Extracted records:
--- begin ---

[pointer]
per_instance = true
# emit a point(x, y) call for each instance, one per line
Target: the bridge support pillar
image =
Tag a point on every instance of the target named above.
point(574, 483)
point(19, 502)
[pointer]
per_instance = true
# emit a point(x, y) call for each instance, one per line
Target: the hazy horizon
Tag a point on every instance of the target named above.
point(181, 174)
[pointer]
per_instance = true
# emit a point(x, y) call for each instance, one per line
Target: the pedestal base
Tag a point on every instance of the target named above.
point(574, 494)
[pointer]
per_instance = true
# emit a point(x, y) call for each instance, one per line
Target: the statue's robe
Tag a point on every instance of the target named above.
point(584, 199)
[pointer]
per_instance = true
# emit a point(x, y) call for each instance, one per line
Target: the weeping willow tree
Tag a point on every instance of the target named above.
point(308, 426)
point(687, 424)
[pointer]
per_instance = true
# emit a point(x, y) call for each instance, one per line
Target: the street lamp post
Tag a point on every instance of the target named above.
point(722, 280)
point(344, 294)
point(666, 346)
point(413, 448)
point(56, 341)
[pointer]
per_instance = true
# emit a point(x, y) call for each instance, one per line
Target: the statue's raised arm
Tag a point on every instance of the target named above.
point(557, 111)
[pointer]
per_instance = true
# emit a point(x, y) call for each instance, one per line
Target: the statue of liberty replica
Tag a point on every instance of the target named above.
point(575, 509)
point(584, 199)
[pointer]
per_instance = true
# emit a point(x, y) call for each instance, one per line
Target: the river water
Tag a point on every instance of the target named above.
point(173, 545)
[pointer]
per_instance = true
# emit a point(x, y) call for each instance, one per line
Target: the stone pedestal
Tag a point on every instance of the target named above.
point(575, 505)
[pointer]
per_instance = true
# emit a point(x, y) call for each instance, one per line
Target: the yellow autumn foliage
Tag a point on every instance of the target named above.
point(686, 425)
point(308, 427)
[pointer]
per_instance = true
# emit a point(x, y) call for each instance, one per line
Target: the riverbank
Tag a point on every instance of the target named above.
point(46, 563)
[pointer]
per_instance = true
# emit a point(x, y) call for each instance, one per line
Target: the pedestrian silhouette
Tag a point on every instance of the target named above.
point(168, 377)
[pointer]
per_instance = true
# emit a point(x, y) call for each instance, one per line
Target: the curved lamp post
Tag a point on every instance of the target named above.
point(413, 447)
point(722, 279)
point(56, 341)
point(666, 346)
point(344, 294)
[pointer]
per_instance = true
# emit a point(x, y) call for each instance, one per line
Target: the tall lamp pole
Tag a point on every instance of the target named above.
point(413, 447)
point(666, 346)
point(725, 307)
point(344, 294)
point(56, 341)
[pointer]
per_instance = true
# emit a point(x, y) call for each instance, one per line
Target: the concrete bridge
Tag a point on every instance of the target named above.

--- end ---

- TASK BRIEF -
Repeat each record exactly, leaving nothing out.

- COMPLETED EXERCISE -
[pointer]
per_instance = true
# emit a point(x, y) call for each instance, one per line
Target: the bridge support pillar
image =
Tag a point on every instance of the target named above.
point(574, 483)
point(19, 502)
[pointer]
per_instance = true
# emit a point(x, y) call for each instance, one per line
Target: the hazy horizon
Tag a point on every instance of the target named above.
point(181, 174)
[pointer]
per_instance = true
# emit a point(x, y) call for each instance, one per line
Target: the pedestal base
Tag a point on every instance of the target named above.
point(574, 494)
[pointer]
per_instance = true
# emit a point(x, y) call for each instance, one per line
Target: the statue's robe
Tag a point on every instance of the target named above.
point(584, 199)
[pointer]
per_instance = true
# emit a point(x, y) call for each instance, one per line
Target: the weeping willow tree
Tag a point on every instance of the target named above.
point(308, 426)
point(687, 424)
[pointer]
per_instance = true
# emit a point(x, y) call for each instance, one per line
Target: the street lamp post
Tag a point on every instance of the target named above.
point(722, 280)
point(344, 294)
point(666, 346)
point(413, 448)
point(56, 341)
[pointer]
per_instance = true
# emit a point(x, y) call for each instance, one per line
Target: the statue's raised arm
Tag a point on every instance of the target named above.
point(557, 111)
[pointer]
per_instance = true
# emit a point(x, y) call for each instance, one per line
Target: the statue of liberty replica
Tag a point on every instance of the target named above.
point(575, 509)
point(584, 199)
[pointer]
per_instance = true
# emit a point(x, y) call for each instance, one per line
Target: the river water
Tag a point on every instance of the target named above.
point(173, 545)
[pointer]
per_instance = true
# emit a point(x, y) call for each instance, one per line
Target: the stone pedestal
Tag a point on every instance of the target named above.
point(575, 505)
[pointer]
per_instance = true
# emit a point(x, y) call for each instance, one per line
Target: the yellow autumn foliage
Tag a point on every instance of the target named above.
point(686, 425)
point(308, 427)
[pointer]
per_instance = true
# emit a point(x, y) call for each instance, one per line
Target: the riverbank
Tag a point on every instance of the target named above.
point(46, 563)
[pointer]
per_instance = true
# emit a point(x, y) call for each instance, one per line
Target: the pedestrian silhouette
Tag a point on every instance of the target named above.
point(168, 377)
[pointer]
per_instance = true
# emit a point(x, y) call for each instance, one per line
Target: the curved lamp post
Tag a point on every instance of the target named above.
point(413, 447)
point(722, 279)
point(56, 341)
point(666, 346)
point(344, 294)
[pointer]
per_instance = true
# emit a point(x, y) call for each instance, one per line
Target: the tall lamp pole
Tag a point on every instance of the target named above.
point(413, 447)
point(666, 346)
point(725, 307)
point(344, 294)
point(56, 341)
[pointer]
per_instance = true
# emit a point(x, y) call for each instance, one per line
Target: the concrete bridge
Tag a point on every instance of the target named above.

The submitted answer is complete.